→ **PROBLEM DESCRIPTION**: Every line of the following records that includes "lapel" should be copied.

╭──

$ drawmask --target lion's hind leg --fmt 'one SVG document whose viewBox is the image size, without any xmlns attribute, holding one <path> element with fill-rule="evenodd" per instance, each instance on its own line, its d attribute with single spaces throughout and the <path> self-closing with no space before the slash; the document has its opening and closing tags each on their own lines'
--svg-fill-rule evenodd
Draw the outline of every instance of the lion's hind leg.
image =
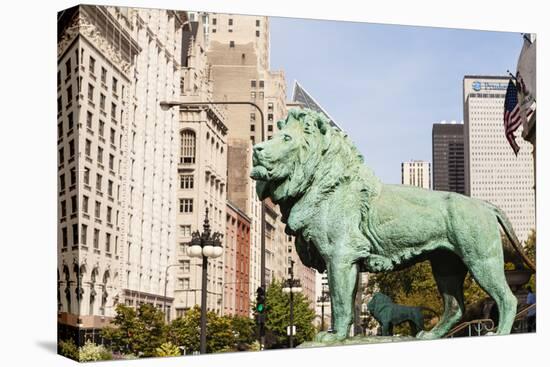
<svg viewBox="0 0 550 367">
<path fill-rule="evenodd" d="M 440 251 L 430 259 L 437 289 L 443 298 L 443 315 L 430 331 L 421 331 L 417 338 L 435 339 L 444 336 L 464 314 L 464 278 L 468 270 L 460 258 Z"/>
</svg>

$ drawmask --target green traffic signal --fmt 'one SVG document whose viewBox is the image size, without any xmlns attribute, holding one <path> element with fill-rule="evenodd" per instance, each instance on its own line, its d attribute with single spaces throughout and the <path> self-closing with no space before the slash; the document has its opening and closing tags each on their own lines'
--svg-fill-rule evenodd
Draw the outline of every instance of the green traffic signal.
<svg viewBox="0 0 550 367">
<path fill-rule="evenodd" d="M 264 308 L 265 306 L 262 303 L 260 303 L 259 305 L 256 306 L 256 311 L 263 312 Z"/>
</svg>

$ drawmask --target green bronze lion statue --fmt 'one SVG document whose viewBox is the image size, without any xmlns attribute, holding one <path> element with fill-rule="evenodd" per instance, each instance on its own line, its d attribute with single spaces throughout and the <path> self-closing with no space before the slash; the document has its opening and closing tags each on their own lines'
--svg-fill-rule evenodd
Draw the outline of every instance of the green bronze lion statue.
<svg viewBox="0 0 550 367">
<path fill-rule="evenodd" d="M 510 333 L 517 300 L 504 276 L 500 228 L 520 253 L 521 245 L 499 208 L 452 192 L 382 184 L 349 138 L 317 112 L 290 110 L 277 126 L 272 139 L 254 146 L 250 176 L 259 198 L 279 205 L 304 265 L 327 270 L 332 330 L 318 341 L 348 337 L 358 272 L 424 260 L 444 312 L 417 338 L 442 337 L 461 319 L 468 271 L 498 307 L 497 333 Z"/>
<path fill-rule="evenodd" d="M 435 311 L 421 306 L 405 306 L 394 303 L 383 293 L 375 293 L 367 303 L 367 310 L 378 321 L 382 336 L 393 335 L 393 327 L 408 322 L 413 335 L 424 330 L 423 310 L 435 315 Z"/>
</svg>

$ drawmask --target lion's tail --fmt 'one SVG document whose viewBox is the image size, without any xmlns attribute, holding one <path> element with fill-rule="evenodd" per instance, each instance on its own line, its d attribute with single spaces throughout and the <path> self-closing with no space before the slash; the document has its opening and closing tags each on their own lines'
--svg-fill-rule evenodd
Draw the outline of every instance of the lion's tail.
<svg viewBox="0 0 550 367">
<path fill-rule="evenodd" d="M 439 317 L 439 314 L 437 312 L 435 312 L 433 309 L 429 308 L 429 307 L 420 306 L 420 308 L 422 309 L 422 311 L 427 311 L 427 312 L 431 313 L 433 316 Z"/>
<path fill-rule="evenodd" d="M 525 255 L 525 252 L 523 252 L 523 247 L 521 246 L 521 242 L 519 241 L 518 237 L 516 236 L 516 233 L 514 232 L 514 228 L 512 227 L 512 223 L 510 223 L 510 221 L 508 220 L 508 217 L 506 216 L 506 214 L 504 214 L 504 212 L 500 208 L 498 208 L 497 206 L 495 206 L 491 203 L 487 203 L 487 204 L 489 204 L 489 207 L 495 213 L 495 215 L 498 219 L 498 223 L 500 224 L 500 226 L 504 230 L 504 233 L 506 233 L 506 237 L 508 237 L 508 239 L 510 240 L 510 243 L 512 244 L 512 247 L 514 248 L 514 250 L 516 250 L 516 252 L 519 254 L 519 256 L 521 257 L 523 262 L 529 268 L 531 268 L 531 270 L 536 272 L 535 264 L 531 261 L 531 259 L 529 259 L 527 257 L 527 255 Z"/>
</svg>

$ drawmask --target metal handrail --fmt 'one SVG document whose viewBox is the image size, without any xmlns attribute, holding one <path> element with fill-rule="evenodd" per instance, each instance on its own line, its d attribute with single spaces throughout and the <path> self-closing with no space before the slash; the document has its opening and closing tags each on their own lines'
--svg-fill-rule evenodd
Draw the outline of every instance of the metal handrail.
<svg viewBox="0 0 550 367">
<path fill-rule="evenodd" d="M 486 327 L 485 324 L 489 324 L 490 327 Z M 445 337 L 446 338 L 452 338 L 459 331 L 462 331 L 466 328 L 469 328 L 472 325 L 474 325 L 474 326 L 477 325 L 478 326 L 478 328 L 476 329 L 476 332 L 477 332 L 478 335 L 481 335 L 481 327 L 482 326 L 485 326 L 485 329 L 487 330 L 487 332 L 492 331 L 495 328 L 495 323 L 492 319 L 478 319 L 478 320 L 466 321 L 466 322 L 463 322 L 462 324 L 456 326 L 451 331 L 449 331 L 447 333 L 447 335 L 445 335 Z M 471 334 L 471 332 L 470 332 L 470 334 Z"/>
<path fill-rule="evenodd" d="M 537 306 L 537 304 L 533 303 L 532 305 L 529 305 L 529 306 L 523 308 L 521 311 L 519 311 L 516 314 L 515 320 L 516 321 L 521 320 L 531 309 L 535 308 L 536 306 Z"/>
</svg>

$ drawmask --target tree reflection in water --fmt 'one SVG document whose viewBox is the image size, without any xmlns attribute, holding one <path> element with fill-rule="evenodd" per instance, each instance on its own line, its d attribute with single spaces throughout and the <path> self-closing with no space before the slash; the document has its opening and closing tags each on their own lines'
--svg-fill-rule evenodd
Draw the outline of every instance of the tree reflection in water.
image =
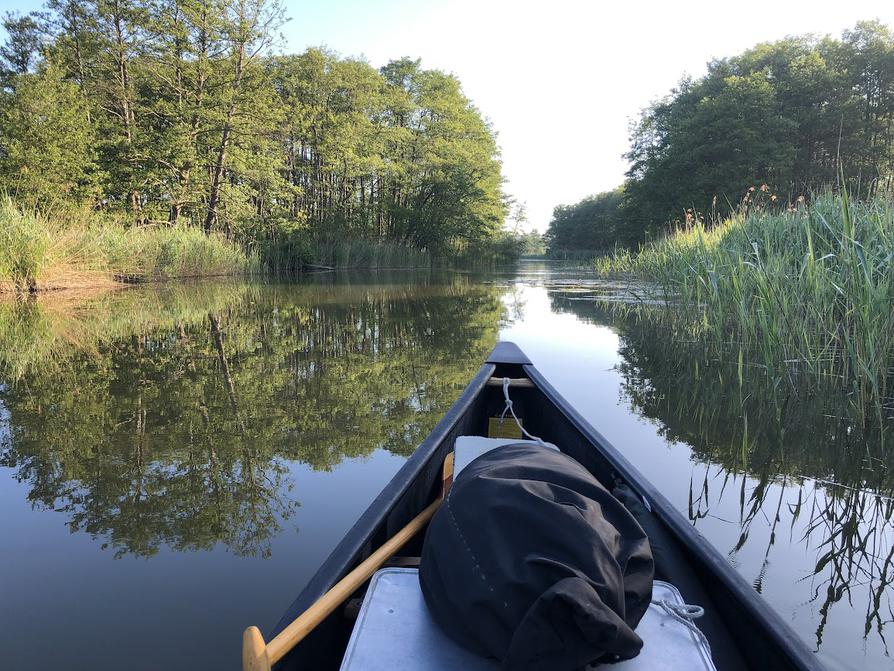
<svg viewBox="0 0 894 671">
<path fill-rule="evenodd" d="M 0 465 L 116 555 L 265 556 L 290 466 L 407 455 L 497 338 L 494 288 L 197 284 L 0 304 Z"/>
</svg>

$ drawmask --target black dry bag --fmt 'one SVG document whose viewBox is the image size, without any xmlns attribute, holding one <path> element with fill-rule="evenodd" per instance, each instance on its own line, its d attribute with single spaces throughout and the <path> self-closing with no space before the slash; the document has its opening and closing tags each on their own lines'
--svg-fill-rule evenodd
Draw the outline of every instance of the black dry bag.
<svg viewBox="0 0 894 671">
<path fill-rule="evenodd" d="M 429 526 L 419 580 L 456 642 L 513 671 L 636 656 L 652 597 L 636 520 L 571 457 L 500 447 L 456 478 Z"/>
</svg>

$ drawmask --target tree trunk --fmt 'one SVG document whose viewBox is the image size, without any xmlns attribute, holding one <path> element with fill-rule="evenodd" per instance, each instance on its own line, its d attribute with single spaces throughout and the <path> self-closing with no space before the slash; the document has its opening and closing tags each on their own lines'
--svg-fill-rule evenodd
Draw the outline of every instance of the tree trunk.
<svg viewBox="0 0 894 671">
<path fill-rule="evenodd" d="M 127 59 L 127 44 L 124 39 L 124 22 L 122 18 L 121 3 L 115 0 L 112 6 L 112 25 L 115 30 L 116 61 L 118 66 L 118 85 L 120 98 L 118 107 L 121 113 L 121 121 L 124 124 L 124 140 L 127 145 L 127 161 L 133 166 L 133 143 L 135 116 L 133 102 L 130 99 L 130 72 Z M 140 192 L 135 185 L 130 184 L 130 207 L 136 215 L 137 223 L 140 223 Z"/>
<path fill-rule="evenodd" d="M 208 194 L 208 213 L 205 215 L 205 233 L 210 233 L 217 222 L 217 207 L 220 204 L 220 189 L 223 185 L 224 168 L 227 162 L 227 149 L 230 146 L 230 138 L 233 133 L 233 117 L 239 105 L 239 91 L 242 88 L 242 75 L 245 67 L 246 42 L 244 38 L 236 45 L 236 72 L 233 78 L 232 99 L 227 107 L 227 116 L 224 121 L 223 133 L 220 138 L 220 146 L 217 150 L 217 160 L 214 162 L 214 171 L 211 173 L 211 190 Z"/>
</svg>

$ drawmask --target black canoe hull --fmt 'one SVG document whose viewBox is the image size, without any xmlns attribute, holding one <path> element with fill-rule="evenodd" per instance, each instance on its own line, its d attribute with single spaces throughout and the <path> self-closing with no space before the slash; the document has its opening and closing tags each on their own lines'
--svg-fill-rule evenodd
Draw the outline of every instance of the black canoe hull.
<svg viewBox="0 0 894 671">
<path fill-rule="evenodd" d="M 487 418 L 503 407 L 492 377 L 527 377 L 532 388 L 513 388 L 525 427 L 558 445 L 603 483 L 623 481 L 648 512 L 640 522 L 656 553 L 660 577 L 690 603 L 705 607 L 700 626 L 711 642 L 719 671 L 821 670 L 803 640 L 722 555 L 596 429 L 571 407 L 513 343 L 499 343 L 435 429 L 360 516 L 266 637 L 270 640 L 310 607 L 354 566 L 401 529 L 437 496 L 444 458 L 461 435 L 485 433 Z M 418 554 L 418 541 L 413 549 Z M 337 669 L 350 622 L 337 610 L 278 665 L 278 669 Z"/>
</svg>

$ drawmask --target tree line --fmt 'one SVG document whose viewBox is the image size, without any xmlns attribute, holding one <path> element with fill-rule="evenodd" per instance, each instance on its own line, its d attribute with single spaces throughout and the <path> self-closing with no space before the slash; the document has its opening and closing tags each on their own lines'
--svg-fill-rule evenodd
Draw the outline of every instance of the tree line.
<svg viewBox="0 0 894 671">
<path fill-rule="evenodd" d="M 809 199 L 840 172 L 862 196 L 890 188 L 894 33 L 864 21 L 840 39 L 788 37 L 714 60 L 643 110 L 625 158 L 618 190 L 555 209 L 553 253 L 635 246 L 725 216 L 762 186 L 779 204 Z"/>
<path fill-rule="evenodd" d="M 250 241 L 441 254 L 505 237 L 495 134 L 456 77 L 409 58 L 282 55 L 283 21 L 277 0 L 8 14 L 0 188 Z"/>
</svg>

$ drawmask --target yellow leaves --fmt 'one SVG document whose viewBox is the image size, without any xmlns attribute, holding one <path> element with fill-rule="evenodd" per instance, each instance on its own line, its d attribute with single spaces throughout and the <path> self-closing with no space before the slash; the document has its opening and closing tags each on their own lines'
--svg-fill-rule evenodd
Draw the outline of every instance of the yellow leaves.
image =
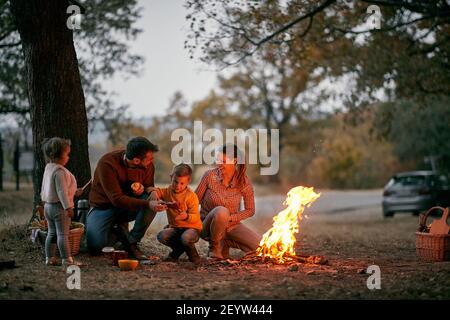
<svg viewBox="0 0 450 320">
<path fill-rule="evenodd" d="M 371 139 L 370 121 L 345 125 L 336 118 L 323 130 L 323 143 L 308 170 L 308 181 L 331 188 L 382 185 L 398 166 L 392 145 Z"/>
<path fill-rule="evenodd" d="M 306 47 L 306 55 L 308 56 L 309 59 L 319 61 L 322 58 L 322 49 L 313 44 L 308 45 Z"/>
</svg>

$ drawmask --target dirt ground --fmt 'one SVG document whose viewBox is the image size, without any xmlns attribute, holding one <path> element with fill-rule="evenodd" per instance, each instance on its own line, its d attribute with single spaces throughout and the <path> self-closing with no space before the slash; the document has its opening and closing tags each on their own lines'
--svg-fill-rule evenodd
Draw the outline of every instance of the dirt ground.
<svg viewBox="0 0 450 320">
<path fill-rule="evenodd" d="M 161 262 L 169 252 L 155 239 L 161 223 L 152 225 L 142 243 L 151 265 L 124 272 L 104 257 L 78 255 L 88 264 L 81 270 L 81 290 L 67 289 L 69 275 L 61 267 L 44 266 L 42 248 L 29 241 L 26 227 L 8 224 L 0 232 L 0 260 L 14 259 L 17 268 L 0 271 L 0 299 L 450 298 L 450 262 L 417 259 L 417 217 L 409 214 L 384 220 L 374 207 L 311 216 L 302 221 L 301 253 L 323 255 L 328 264 L 294 267 L 229 262 L 195 267 L 185 257 L 179 263 Z M 247 224 L 262 234 L 271 219 L 257 214 Z M 198 248 L 206 256 L 206 242 L 200 240 Z M 232 251 L 232 256 L 239 259 L 242 254 Z M 379 290 L 367 288 L 365 270 L 370 265 L 380 267 Z"/>
</svg>

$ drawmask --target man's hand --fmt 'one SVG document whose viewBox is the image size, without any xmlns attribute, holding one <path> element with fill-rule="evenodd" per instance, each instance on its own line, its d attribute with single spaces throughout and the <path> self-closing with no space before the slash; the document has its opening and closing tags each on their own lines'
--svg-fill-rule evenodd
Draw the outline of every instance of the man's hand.
<svg viewBox="0 0 450 320">
<path fill-rule="evenodd" d="M 149 196 L 148 196 L 147 200 L 148 201 L 152 201 L 152 200 L 158 201 L 159 200 L 158 193 L 156 191 L 149 192 Z"/>
<path fill-rule="evenodd" d="M 66 209 L 66 214 L 70 219 L 73 219 L 75 216 L 75 212 L 73 211 L 73 208 Z"/>
<path fill-rule="evenodd" d="M 158 188 L 156 187 L 148 187 L 147 189 L 145 189 L 145 192 L 147 192 L 148 194 L 151 194 L 152 192 L 156 192 Z"/>
<path fill-rule="evenodd" d="M 164 201 L 161 200 L 150 200 L 148 202 L 148 207 L 155 212 L 167 210 L 167 206 L 164 204 Z"/>
<path fill-rule="evenodd" d="M 186 220 L 187 217 L 188 217 L 187 212 L 186 212 L 186 211 L 183 211 L 182 213 L 180 213 L 179 215 L 177 215 L 177 216 L 175 217 L 175 220 L 176 220 L 176 221 Z"/>
</svg>

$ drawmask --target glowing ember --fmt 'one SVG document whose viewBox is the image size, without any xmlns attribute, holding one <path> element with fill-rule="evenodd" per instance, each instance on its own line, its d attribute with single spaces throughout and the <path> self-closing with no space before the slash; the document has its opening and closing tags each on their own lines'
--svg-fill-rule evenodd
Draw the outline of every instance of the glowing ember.
<svg viewBox="0 0 450 320">
<path fill-rule="evenodd" d="M 256 254 L 278 263 L 292 260 L 295 256 L 295 234 L 299 231 L 302 213 L 319 197 L 320 193 L 315 193 L 313 188 L 299 186 L 289 190 L 283 203 L 287 208 L 273 218 L 273 226 L 263 235 Z"/>
</svg>

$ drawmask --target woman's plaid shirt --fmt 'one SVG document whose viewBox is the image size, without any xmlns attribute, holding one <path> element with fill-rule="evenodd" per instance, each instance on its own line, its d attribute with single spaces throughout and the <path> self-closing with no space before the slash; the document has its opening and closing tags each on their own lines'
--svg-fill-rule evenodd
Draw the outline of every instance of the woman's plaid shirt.
<svg viewBox="0 0 450 320">
<path fill-rule="evenodd" d="M 200 217 L 202 220 L 217 206 L 226 207 L 230 211 L 231 225 L 255 214 L 253 186 L 247 176 L 241 187 L 236 186 L 234 178 L 229 186 L 225 186 L 221 170 L 214 168 L 205 172 L 195 193 L 200 202 Z M 241 199 L 244 199 L 242 210 Z"/>
</svg>

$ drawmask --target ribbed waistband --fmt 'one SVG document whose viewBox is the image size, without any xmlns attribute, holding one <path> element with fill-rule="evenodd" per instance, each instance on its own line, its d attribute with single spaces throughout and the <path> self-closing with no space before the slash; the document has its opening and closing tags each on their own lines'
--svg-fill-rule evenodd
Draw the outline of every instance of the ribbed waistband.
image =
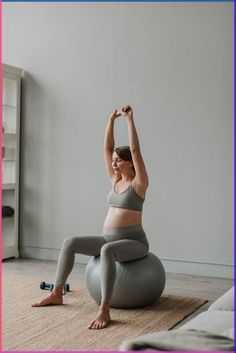
<svg viewBox="0 0 236 353">
<path fill-rule="evenodd" d="M 143 231 L 142 224 L 137 224 L 130 227 L 119 227 L 119 228 L 103 228 L 104 235 L 120 235 L 120 234 L 129 234 L 133 232 Z"/>
</svg>

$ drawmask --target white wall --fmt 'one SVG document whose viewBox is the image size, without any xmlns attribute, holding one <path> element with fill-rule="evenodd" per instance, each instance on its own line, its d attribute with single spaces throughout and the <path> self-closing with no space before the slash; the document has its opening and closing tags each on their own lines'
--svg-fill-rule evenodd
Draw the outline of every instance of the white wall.
<svg viewBox="0 0 236 353">
<path fill-rule="evenodd" d="M 103 136 L 131 104 L 150 176 L 144 228 L 167 271 L 233 275 L 233 3 L 3 3 L 22 67 L 22 256 L 101 234 Z M 127 144 L 124 120 L 117 145 Z M 85 261 L 79 257 L 78 261 Z"/>
</svg>

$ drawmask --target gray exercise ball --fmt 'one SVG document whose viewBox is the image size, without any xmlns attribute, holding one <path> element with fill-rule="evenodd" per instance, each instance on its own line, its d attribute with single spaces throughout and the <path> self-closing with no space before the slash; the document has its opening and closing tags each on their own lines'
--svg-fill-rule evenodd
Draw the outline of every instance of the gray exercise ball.
<svg viewBox="0 0 236 353">
<path fill-rule="evenodd" d="M 91 297 L 101 303 L 100 256 L 90 259 L 85 270 L 86 285 Z M 153 304 L 162 294 L 166 282 L 165 270 L 152 253 L 142 259 L 117 262 L 116 280 L 110 306 L 135 308 Z"/>
</svg>

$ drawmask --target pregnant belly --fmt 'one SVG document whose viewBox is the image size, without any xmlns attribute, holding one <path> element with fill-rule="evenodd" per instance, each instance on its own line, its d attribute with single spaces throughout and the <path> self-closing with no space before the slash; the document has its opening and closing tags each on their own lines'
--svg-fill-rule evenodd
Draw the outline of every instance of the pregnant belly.
<svg viewBox="0 0 236 353">
<path fill-rule="evenodd" d="M 142 212 L 110 207 L 104 222 L 104 227 L 119 228 L 137 224 L 142 224 Z"/>
</svg>

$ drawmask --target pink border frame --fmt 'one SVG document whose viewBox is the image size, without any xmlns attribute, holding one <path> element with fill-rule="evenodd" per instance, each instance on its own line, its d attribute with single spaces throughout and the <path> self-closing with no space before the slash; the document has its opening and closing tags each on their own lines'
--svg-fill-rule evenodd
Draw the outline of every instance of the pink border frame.
<svg viewBox="0 0 236 353">
<path fill-rule="evenodd" d="M 32 2 L 34 2 L 34 1 L 32 1 Z M 198 1 L 196 1 L 196 2 L 198 2 Z M 235 17 L 236 17 L 235 16 L 235 11 L 236 11 L 236 0 L 234 0 L 234 23 L 235 23 Z M 235 25 L 234 25 L 234 27 L 235 27 Z M 235 36 L 234 36 L 234 43 L 235 43 Z M 0 64 L 1 65 L 1 70 L 0 70 L 0 83 L 1 83 L 1 86 L 0 86 L 0 106 L 2 107 L 2 0 L 0 0 L 0 59 L 1 59 L 1 64 Z M 235 65 L 234 65 L 234 68 L 235 68 Z M 234 71 L 234 88 L 235 88 L 235 77 L 236 77 L 236 73 Z M 234 108 L 234 109 L 236 111 L 236 108 Z M 234 116 L 235 116 L 235 114 L 234 114 Z M 0 125 L 2 127 L 2 109 L 1 109 L 1 112 L 0 112 Z M 236 128 L 235 128 L 235 130 L 236 130 Z M 0 144 L 2 145 L 2 134 L 0 134 Z M 0 157 L 2 159 L 2 149 L 0 149 Z M 1 168 L 1 171 L 0 171 L 0 181 L 1 181 L 1 185 L 2 185 L 2 168 Z M 2 203 L 2 192 L 1 192 L 0 200 L 1 200 L 1 203 Z M 1 234 L 1 236 L 0 236 L 0 260 L 1 260 L 1 264 L 0 264 L 0 307 L 1 307 L 1 312 L 2 312 L 2 217 L 0 219 L 1 219 L 0 220 L 0 232 L 1 232 L 0 233 Z M 235 273 L 236 273 L 236 271 L 235 271 Z M 3 352 L 2 351 L 2 317 L 1 317 L 1 320 L 0 320 L 0 352 Z M 14 352 L 17 352 L 17 351 L 14 351 Z M 26 351 L 19 351 L 19 352 L 27 353 Z M 37 352 L 34 351 L 34 352 L 35 353 L 41 353 L 41 351 L 37 351 Z M 53 351 L 49 351 L 49 352 L 50 353 L 54 353 Z M 63 352 L 63 351 L 60 351 L 60 352 Z M 64 352 L 70 352 L 70 351 L 64 351 Z M 76 351 L 72 351 L 71 353 L 75 353 L 75 352 Z M 92 351 L 83 351 L 83 352 L 84 353 L 92 353 Z M 99 352 L 100 351 L 96 351 L 95 353 L 99 353 Z M 102 352 L 105 352 L 105 351 L 102 351 Z M 117 351 L 109 351 L 109 352 L 114 352 L 115 353 Z M 129 353 L 129 352 L 127 352 L 127 353 Z M 10 351 L 8 351 L 8 353 L 10 353 Z M 43 351 L 42 353 L 46 353 L 46 351 Z M 117 352 L 117 353 L 119 353 L 119 352 Z M 186 351 L 185 352 L 182 352 L 182 351 L 178 351 L 177 352 L 176 351 L 176 353 L 186 353 Z M 225 353 L 225 352 L 219 352 L 219 353 Z"/>
</svg>

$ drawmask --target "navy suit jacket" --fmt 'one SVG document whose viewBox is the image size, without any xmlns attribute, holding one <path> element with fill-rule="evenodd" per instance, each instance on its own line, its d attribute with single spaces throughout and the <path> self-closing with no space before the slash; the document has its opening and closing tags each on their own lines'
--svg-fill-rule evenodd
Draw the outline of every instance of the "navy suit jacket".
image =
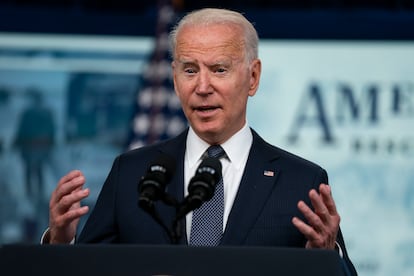
<svg viewBox="0 0 414 276">
<path fill-rule="evenodd" d="M 176 157 L 177 166 L 166 190 L 177 200 L 183 199 L 187 133 L 188 130 L 173 139 L 118 156 L 77 242 L 169 244 L 165 230 L 138 207 L 137 185 L 148 165 L 158 155 L 168 154 Z M 328 183 L 327 173 L 312 162 L 268 144 L 255 131 L 252 133 L 253 144 L 221 245 L 304 247 L 306 238 L 291 220 L 293 216 L 303 218 L 298 201 L 311 206 L 308 193 L 318 189 L 320 183 Z M 174 219 L 175 208 L 162 202 L 157 202 L 156 208 L 167 224 Z M 346 266 L 354 271 L 341 232 L 337 241 Z M 179 243 L 187 243 L 185 227 Z"/>
</svg>

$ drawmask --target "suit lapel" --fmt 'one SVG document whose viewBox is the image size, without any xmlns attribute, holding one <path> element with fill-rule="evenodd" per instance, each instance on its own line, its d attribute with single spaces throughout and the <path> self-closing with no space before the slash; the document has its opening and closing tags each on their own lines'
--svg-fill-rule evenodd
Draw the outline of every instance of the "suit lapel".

╰──

→ **EXERCISE SOLUTION**:
$ drawmask --target "suit lapel" --fmt 'one SVG document whose viewBox is the image size, without any xmlns attribute, holding one <path> element with fill-rule="evenodd" per instance, each instance on its own line, its d attribute with single spaces throughout and the <path> self-closing with no space before the slash; the document has its opening and closing tags each on their own lines'
Draw the outline of every instance of the "suit lapel".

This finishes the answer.